- _WRITTEN PROBLEM_
Set out every line of the entries below as a Markdown table with the columns "Row" and "Line", numbering each row in order and omitting blank lines.

-- Start --

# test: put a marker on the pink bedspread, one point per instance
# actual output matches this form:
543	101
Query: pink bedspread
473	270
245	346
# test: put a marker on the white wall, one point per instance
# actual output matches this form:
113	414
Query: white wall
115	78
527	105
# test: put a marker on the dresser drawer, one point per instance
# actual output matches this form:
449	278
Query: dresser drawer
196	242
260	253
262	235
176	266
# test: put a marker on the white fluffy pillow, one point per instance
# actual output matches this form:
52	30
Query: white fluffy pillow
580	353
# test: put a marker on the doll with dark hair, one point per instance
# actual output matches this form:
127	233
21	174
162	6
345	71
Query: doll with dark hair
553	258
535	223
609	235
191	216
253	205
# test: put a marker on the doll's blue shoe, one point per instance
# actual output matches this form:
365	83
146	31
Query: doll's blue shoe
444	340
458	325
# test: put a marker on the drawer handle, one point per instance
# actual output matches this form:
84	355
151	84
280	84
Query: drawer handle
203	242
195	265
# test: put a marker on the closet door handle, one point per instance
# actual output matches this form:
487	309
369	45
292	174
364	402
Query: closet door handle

-- End --

- _EXERCISE RESULT_
| Row | Line |
|---|---|
| 1 | # test: put a marker on the pink bedspread, one point per instance |
| 2 | # actual output matches this form: |
| 3 | 543	101 |
| 4 | Query: pink bedspread |
| 5 | 473	270 |
| 6 | 245	346 |
| 7 | # test: put a marker on the white wall, one point per instance |
| 8 | # actual output matches this form: |
| 9 | 113	414 |
| 10 | Query: white wall |
| 11 | 115	78 |
| 12 | 527	105 |
| 13 | # test: put a marker on the dresser drawer, one point per instance |
| 14 | # actual output matches this form: |
| 15 | 449	278 |
| 16 | Query: dresser drawer |
| 17 | 196	242 |
| 18 | 260	253 |
| 19 | 262	235 |
| 20 | 176	266 |
| 21 | # test: put a marker on the white fluffy pillow, one point per instance |
| 22 | # actual output matches this form: |
| 23 | 52	30 |
| 24 | Query: white fluffy pillow |
| 25 | 580	353 |
| 26 | # test: put a marker on the doll with dark hair, one point per instance |
| 27 | # actual output matches this form: |
| 28 | 127	233 |
| 29 | 21	174 |
| 30 | 162	6 |
| 31 | 345	71 |
| 32 | Query: doll with dark hair |
| 33 | 553	258 |
| 34 | 535	223 |
| 35 | 609	235 |
| 36 | 191	216 |
| 37 | 253	205 |
| 38 | # test: put a marker on the doll's blue shoe, one point per instance |
| 39 | # actual output matches this form: |
| 40 | 365	83 |
| 41 | 146	31 |
| 42 | Query: doll's blue shoe |
| 43 | 444	340 |
| 44 | 458	325 |
| 45 | # test: put a marker on the drawer handle, one point per instance |
| 46 | # actual output matches this form: |
| 47 | 84	355 |
| 48 | 151	84 |
| 49 | 280	84 |
| 50 | Query: drawer handle |
| 51 | 203	242 |
| 52 | 195	265 |
| 53 | # test: put a marker on the closet door handle, one point per instance |
| 54 | # actual output matches this form: |
| 55 | 487	309 |
| 56 | 369	45 |
| 57 | 292	174 |
| 58 | 364	402 |
| 59 | Query: closet door handle |